### What is needed:
Starting at the line containing "Guideline: one keypoint for each instance of the dark brown" and ending at the end of the data, copy out every line, shifting each answer coordinate up by 144 and leaving all other lines unchanged.

:: Record extracts

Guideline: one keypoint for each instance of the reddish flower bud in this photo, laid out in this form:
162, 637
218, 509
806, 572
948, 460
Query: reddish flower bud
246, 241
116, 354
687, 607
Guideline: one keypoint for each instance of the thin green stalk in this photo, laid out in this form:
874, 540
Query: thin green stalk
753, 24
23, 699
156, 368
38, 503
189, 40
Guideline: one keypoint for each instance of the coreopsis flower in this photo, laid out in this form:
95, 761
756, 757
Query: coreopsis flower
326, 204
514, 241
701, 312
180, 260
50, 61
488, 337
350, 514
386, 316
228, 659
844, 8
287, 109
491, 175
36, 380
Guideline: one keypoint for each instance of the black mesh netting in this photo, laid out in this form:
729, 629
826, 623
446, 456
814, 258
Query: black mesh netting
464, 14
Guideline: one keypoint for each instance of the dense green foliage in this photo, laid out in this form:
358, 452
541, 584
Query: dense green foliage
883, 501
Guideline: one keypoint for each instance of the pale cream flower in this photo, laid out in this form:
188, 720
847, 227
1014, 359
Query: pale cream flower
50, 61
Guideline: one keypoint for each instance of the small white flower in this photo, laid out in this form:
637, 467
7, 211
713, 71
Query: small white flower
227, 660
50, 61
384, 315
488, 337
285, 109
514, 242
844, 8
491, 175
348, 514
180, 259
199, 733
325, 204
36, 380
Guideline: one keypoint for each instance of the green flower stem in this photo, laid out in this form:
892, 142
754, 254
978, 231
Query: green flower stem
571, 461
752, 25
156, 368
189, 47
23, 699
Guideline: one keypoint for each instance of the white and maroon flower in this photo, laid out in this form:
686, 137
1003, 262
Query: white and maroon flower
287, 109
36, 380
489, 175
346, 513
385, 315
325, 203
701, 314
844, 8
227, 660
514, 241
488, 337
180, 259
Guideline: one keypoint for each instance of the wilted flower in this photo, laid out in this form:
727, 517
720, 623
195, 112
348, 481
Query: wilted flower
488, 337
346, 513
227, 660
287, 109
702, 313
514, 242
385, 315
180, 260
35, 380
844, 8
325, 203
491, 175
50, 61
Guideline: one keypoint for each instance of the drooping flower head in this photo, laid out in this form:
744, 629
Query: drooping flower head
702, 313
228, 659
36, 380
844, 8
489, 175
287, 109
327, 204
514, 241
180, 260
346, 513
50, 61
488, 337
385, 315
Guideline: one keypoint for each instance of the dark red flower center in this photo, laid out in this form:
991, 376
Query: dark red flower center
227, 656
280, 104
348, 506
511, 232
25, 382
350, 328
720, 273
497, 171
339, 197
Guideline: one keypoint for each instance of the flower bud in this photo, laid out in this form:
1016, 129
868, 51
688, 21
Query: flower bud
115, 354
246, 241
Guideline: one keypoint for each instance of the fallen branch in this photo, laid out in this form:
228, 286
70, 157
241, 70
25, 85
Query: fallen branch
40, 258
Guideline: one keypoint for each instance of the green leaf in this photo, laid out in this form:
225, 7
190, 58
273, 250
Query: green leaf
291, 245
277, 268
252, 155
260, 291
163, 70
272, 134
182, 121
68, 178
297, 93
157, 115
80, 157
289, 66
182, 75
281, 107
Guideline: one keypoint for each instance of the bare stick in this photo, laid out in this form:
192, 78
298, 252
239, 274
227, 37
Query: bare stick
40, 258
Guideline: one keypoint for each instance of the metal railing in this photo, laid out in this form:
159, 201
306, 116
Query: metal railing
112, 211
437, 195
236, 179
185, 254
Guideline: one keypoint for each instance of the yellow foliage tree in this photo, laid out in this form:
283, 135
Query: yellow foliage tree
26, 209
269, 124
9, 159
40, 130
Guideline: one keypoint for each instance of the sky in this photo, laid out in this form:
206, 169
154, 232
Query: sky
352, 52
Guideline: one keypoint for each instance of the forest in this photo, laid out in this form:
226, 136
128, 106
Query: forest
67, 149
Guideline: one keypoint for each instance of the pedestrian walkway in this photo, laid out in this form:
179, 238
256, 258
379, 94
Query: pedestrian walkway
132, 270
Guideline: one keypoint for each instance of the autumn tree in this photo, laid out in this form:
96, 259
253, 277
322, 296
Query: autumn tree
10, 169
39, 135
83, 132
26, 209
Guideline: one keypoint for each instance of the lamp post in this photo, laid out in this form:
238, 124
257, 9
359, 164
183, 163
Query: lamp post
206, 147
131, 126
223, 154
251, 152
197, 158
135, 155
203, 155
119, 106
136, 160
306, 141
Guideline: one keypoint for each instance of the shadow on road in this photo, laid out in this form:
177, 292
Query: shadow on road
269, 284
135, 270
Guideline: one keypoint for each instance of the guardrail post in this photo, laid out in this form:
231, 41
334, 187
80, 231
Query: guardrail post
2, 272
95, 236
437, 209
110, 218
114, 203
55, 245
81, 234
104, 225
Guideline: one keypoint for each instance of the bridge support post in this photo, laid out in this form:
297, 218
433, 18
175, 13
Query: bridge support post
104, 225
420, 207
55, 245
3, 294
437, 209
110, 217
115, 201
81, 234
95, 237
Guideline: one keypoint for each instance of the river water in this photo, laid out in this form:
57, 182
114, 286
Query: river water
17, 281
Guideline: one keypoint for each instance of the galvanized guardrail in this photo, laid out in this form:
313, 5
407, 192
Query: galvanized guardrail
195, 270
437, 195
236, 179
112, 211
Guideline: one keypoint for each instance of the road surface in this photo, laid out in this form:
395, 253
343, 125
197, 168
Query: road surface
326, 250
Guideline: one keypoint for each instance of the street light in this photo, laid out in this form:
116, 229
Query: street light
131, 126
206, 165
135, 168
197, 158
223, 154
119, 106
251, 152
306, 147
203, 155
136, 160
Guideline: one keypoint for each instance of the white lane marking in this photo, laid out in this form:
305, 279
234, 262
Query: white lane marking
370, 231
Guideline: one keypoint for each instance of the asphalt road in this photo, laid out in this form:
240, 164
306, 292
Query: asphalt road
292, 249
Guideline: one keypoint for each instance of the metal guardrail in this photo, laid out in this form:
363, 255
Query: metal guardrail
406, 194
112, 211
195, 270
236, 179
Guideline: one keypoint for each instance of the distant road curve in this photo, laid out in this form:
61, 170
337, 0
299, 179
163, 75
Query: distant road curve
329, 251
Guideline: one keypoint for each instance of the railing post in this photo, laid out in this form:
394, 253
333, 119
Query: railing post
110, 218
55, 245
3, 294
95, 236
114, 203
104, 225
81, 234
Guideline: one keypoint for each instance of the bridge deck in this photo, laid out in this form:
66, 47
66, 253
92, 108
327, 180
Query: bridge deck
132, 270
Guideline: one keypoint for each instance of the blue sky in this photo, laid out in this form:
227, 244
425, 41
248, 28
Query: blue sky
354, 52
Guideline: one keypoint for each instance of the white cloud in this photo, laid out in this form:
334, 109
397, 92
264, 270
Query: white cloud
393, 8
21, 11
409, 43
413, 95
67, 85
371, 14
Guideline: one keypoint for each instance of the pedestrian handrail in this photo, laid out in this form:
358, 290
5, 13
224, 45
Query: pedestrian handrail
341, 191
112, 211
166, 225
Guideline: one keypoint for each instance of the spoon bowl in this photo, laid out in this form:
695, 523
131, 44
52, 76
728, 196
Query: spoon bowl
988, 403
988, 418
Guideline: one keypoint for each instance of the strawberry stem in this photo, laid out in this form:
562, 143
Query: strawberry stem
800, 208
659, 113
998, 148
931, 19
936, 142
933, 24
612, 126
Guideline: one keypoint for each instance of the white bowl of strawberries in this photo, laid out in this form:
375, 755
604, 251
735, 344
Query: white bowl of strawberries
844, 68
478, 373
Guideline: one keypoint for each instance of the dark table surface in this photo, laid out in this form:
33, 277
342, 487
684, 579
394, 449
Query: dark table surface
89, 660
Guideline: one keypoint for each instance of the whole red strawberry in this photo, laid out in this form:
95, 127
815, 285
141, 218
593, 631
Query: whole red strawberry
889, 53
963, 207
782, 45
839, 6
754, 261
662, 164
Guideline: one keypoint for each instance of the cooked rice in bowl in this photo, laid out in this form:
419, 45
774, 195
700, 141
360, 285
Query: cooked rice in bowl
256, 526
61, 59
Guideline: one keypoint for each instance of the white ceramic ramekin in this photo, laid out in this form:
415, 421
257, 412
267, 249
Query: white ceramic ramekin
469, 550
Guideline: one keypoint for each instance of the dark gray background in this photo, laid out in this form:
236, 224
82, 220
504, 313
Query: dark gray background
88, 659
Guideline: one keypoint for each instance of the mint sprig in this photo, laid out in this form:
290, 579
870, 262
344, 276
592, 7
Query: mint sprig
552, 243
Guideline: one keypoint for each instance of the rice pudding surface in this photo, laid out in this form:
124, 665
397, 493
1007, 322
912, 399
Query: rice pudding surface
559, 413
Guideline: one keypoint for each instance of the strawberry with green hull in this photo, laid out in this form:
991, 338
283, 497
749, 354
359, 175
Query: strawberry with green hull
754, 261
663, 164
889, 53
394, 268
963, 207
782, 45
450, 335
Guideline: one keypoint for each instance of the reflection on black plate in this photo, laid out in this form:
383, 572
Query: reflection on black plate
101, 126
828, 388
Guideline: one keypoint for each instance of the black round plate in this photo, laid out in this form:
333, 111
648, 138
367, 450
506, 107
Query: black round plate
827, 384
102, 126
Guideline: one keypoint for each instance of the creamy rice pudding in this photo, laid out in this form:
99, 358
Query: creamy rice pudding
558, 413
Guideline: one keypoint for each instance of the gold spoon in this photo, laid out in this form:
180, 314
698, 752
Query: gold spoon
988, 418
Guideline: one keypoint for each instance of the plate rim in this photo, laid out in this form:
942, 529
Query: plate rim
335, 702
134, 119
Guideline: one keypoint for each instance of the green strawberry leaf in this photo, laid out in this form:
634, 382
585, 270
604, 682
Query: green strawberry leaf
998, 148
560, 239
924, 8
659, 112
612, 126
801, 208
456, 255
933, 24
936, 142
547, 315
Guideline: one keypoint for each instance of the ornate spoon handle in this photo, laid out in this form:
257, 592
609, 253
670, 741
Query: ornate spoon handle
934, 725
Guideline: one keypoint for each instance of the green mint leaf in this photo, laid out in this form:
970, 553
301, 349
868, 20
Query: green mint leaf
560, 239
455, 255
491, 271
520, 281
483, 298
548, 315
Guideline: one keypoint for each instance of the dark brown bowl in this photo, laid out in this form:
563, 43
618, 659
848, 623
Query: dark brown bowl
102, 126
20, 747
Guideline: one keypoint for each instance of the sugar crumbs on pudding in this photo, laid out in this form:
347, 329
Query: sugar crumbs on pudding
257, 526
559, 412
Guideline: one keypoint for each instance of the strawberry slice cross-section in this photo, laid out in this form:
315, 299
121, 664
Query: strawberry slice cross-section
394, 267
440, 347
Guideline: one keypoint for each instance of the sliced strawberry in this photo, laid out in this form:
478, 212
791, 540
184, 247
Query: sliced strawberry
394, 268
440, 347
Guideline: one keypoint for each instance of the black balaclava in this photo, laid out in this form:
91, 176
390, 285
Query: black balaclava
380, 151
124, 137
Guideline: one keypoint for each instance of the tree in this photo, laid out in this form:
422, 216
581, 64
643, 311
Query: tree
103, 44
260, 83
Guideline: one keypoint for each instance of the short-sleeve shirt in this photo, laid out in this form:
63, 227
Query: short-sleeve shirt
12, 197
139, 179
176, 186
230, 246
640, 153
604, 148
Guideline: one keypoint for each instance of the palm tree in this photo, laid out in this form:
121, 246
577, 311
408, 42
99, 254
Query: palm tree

::::

### Written response:
Guideline: one keypoint for each instance of the dark brown bowl in this photo, laid out in this form:
563, 43
618, 659
848, 623
Query: dark brown bowl
246, 270
164, 891
Guideline: one keypoint for each instance of the sugar crumbs on pudding in this photo, laid out in this form:
347, 329
Query: sugar crumbs on pudding
401, 670
703, 556
Guideline: one keypoint for each instance of the strawberry slice cross-section in this photo, laid out in this form:
315, 299
121, 664
Query: strawberry slice cross-section
538, 411
584, 491
Guideline: one keypoint for each instance of the sliced strawberry in this photo, laid out in this form:
478, 212
791, 540
184, 247
Query: sliced strawberry
538, 412
584, 491
Guideline: one keypoint for each instance of the black balaclava in this photo, laid out in this form:
91, 176
390, 285
Query: black balaclava
524, 295
268, 281
Guideline: one keypoint for each instance of the tree in this photo, laid out in this form:
422, 216
581, 64
643, 311
Query: tree
247, 188
404, 227
Guideline: one keypoint for each instance of the short-sleeve shirt in this photo, laid out in this form:
63, 227
Query: short-sleeve shirt
156, 341
283, 323
320, 330
374, 390
784, 297
748, 292
Guideline: one keypoint for each instance of the palm tree in this photo, laid out in this form:
121, 246
577, 311
408, 42
99, 254
Query: palm tree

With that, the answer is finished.